● **What is needed**
Rewrite every line of the records below as a numbered list, skipping the blank lines.
──────── Dataset records
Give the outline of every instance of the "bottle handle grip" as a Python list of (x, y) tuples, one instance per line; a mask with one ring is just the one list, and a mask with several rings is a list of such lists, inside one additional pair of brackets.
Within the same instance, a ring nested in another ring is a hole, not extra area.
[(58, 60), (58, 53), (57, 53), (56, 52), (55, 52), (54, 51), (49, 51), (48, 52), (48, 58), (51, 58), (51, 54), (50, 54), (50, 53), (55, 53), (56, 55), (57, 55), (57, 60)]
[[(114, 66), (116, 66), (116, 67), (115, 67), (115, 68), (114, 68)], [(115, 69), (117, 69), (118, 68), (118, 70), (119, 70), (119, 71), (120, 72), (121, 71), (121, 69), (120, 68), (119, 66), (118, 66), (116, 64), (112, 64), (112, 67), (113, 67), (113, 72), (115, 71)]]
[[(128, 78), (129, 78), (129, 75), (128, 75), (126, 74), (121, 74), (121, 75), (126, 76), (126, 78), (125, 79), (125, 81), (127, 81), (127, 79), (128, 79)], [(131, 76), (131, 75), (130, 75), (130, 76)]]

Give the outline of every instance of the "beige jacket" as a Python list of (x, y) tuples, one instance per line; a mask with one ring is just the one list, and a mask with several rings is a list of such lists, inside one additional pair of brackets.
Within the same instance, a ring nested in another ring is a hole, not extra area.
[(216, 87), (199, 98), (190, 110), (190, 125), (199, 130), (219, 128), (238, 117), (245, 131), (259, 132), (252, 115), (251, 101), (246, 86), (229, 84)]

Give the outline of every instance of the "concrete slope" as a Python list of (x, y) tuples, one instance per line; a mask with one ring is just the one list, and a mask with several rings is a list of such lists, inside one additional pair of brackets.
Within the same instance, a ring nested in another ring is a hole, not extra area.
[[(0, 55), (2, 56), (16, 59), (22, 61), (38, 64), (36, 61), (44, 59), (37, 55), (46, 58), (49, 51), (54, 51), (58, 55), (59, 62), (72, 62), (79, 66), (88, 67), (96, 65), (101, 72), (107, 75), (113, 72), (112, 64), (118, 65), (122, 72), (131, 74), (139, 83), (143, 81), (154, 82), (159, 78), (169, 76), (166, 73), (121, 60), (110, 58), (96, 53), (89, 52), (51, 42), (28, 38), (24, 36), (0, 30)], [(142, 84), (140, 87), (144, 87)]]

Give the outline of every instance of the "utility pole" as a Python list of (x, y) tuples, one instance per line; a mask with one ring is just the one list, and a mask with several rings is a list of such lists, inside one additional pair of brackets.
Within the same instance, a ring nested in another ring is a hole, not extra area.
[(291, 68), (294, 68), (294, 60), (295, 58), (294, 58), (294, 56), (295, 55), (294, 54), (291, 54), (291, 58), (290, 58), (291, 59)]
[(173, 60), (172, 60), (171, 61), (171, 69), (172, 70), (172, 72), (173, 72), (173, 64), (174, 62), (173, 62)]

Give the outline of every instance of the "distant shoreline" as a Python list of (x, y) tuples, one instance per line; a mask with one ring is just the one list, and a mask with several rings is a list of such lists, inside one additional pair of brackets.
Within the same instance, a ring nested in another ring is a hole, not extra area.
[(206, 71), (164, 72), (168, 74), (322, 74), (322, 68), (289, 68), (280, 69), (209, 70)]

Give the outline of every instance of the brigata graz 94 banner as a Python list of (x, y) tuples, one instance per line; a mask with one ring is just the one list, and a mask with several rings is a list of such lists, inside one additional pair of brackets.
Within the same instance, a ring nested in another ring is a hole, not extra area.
────────────────
● **The answer**
1. Give the outline of every instance of the "bottle handle grip" as a Python list of (x, y) tuples, one instance per line; a mask with one ring is just the one list, and a mask with several rings is a list of such lists, inside one additional pair of brackets.
2. Within the same instance, a ring nested in another ring is a hole, not extra area.
3. [(58, 60), (58, 53), (57, 53), (56, 52), (55, 52), (54, 51), (49, 51), (48, 52), (48, 58), (51, 58), (51, 54), (50, 54), (50, 53), (55, 53), (56, 55), (57, 55), (57, 60)]
4. [[(114, 66), (116, 66), (116, 67), (115, 67), (115, 68), (114, 68)], [(115, 69), (117, 69), (118, 68), (118, 70), (119, 70), (119, 71), (120, 72), (121, 71), (121, 69), (120, 68), (119, 66), (118, 66), (116, 64), (112, 64), (112, 67), (113, 67), (113, 72), (115, 71)]]
5. [[(128, 78), (129, 78), (129, 75), (128, 75), (126, 74), (121, 74), (121, 75), (126, 76), (126, 78), (125, 79), (125, 81), (127, 81), (127, 79), (128, 79)], [(131, 76), (131, 75), (130, 75), (130, 76)]]
6. Give the outline of every instance of the "beige jacket" as a Python list of (x, y) tuples, one instance per line; a mask with one ring is just the one list, and a mask with several rings is a list of such lists, inside one additional pair of brackets.
7. Within the same instance, a ring nested in another ring is a hole, not extra area.
8. [(216, 87), (199, 98), (190, 110), (190, 125), (199, 130), (219, 128), (238, 117), (245, 131), (259, 132), (252, 115), (251, 101), (246, 86), (229, 84)]
9. Give the outline of every instance of the "concrete slope" as a Python list of (x, y) tuples, one instance per line; a mask with one ring is just the one list, and a mask with several rings is a list of such lists, inside one additional pair of brackets.
10. Within the same instance, a ring nested in another ring is a hole, not extra area.
11. [[(0, 55), (2, 56), (16, 59), (22, 61), (38, 64), (36, 61), (44, 59), (37, 55), (46, 58), (49, 51), (54, 51), (58, 55), (59, 62), (72, 62), (79, 66), (88, 67), (96, 65), (101, 72), (107, 75), (113, 72), (112, 64), (118, 65), (122, 72), (131, 74), (139, 83), (143, 81), (154, 82), (159, 78), (169, 76), (166, 73), (121, 60), (110, 58), (96, 53), (89, 52), (51, 42), (28, 38), (24, 36), (0, 30)], [(142, 84), (140, 87), (144, 87)]]
12. Give the outline of every instance of the "utility pole" as a Python list of (x, y) tuples, one instance per line; a mask with one ring is just the one list, and a mask with several rings is a list of such lists, inside one additional pair of brackets.
13. Within the same instance, a ring nested in another ring is a hole, not extra area.
14. [(291, 68), (294, 68), (294, 60), (295, 58), (294, 58), (294, 56), (295, 55), (294, 54), (291, 54), (291, 58), (290, 58), (291, 59)]
15. [(173, 60), (172, 60), (171, 61), (171, 69), (172, 70), (172, 72), (173, 72), (173, 64), (174, 62), (173, 62)]
16. Give the outline of every instance of the "distant shoreline" as a Python list of (x, y) tuples, one instance per line; a mask with one ring is just the one list, and a mask with several rings is a list of such lists, inside one additional pair of brackets.
17. Within the same instance, a ring nested in another ring is a hole, not extra area.
18. [(206, 71), (164, 72), (168, 74), (322, 74), (322, 68), (289, 68), (280, 69), (209, 70)]
19. Give the outline of every instance of the brigata graz 94 banner as a Python list of (x, y) tuples, one instance per line; a mask with one ring is just the one list, and a mask with several rings is a list of such lists, inside one additional pair of brackets.
20. Within the same instance, a ring nested in another ring is a hole, not extra area.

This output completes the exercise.